GIVEN EXERCISE |
Please replace "dot" with "marker" in the part of the records that opens with the line containing "Keep to these rules. Indicate every instance of the girl with" and closes with the line containing "Keep to these rules. Indicate every instance of the wooden". Give only those lines again, with everything else unchanged.

RECORDS |
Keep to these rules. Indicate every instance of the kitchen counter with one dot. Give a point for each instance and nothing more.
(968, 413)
...
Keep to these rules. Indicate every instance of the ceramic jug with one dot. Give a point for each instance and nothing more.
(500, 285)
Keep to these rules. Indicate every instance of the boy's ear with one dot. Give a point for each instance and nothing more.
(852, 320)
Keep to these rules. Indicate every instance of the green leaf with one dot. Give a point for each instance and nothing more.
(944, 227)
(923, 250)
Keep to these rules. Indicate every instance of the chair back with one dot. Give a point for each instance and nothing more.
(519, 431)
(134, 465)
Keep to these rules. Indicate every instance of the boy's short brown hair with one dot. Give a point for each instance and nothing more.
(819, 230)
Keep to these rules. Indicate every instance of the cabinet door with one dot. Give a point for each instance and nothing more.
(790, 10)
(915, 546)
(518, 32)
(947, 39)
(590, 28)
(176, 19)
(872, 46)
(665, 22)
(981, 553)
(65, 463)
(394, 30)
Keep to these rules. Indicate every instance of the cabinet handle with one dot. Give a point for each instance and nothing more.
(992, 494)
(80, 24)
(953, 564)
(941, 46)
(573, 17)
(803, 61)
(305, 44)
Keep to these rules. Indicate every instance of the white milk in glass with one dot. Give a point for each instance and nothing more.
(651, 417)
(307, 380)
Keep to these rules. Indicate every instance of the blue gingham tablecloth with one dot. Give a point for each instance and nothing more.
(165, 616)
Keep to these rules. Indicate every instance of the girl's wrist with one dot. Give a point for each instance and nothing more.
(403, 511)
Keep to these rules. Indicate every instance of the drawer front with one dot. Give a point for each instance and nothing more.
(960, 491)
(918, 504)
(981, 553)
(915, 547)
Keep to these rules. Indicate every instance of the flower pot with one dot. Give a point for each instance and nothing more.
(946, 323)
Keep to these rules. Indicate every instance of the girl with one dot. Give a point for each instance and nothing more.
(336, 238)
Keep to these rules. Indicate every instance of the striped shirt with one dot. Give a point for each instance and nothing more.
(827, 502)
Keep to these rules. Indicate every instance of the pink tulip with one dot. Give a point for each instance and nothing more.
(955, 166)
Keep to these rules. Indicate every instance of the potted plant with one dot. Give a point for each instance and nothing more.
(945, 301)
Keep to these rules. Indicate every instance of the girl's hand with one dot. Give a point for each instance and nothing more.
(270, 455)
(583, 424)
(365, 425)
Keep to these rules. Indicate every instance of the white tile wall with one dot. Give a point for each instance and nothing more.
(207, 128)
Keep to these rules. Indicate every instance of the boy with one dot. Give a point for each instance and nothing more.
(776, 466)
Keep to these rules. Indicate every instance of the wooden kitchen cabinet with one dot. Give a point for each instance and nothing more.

TASK OUTPUT |
Keep to these rules. Indicate every instance of the girl with one marker. Give a point for each instance and nothing more.
(336, 238)
Keep to these rules. Indicate every instance of the striped shirt with one marker. Give a point for each instance and nothing more.
(827, 502)
Keep to these rules. Indicate every instance of the pink tulip with one marker. Give a point for each instance and nothing more.
(955, 166)
Keep to these rules. Indicate every instance of the potted plant with one marker. Give a point for each instance and nothing more.
(945, 301)
Keep to these rules. Indicate every instance of the girl's hand with one marker. Give a point for each instance and nothing more.
(270, 455)
(583, 424)
(365, 425)
Keep to these rules. Indicate every instance of the white tile wall with one marker. Give a point for each instance and nothing more.
(207, 128)
Keep to these rules. Indicate every instance of the boy with one marker. Give a point for each instance and nothing more.
(776, 466)
Keep to these rules. Indicate every instance of the wooden kitchen cabinet with one marker. Give a point for each instance and nothing more.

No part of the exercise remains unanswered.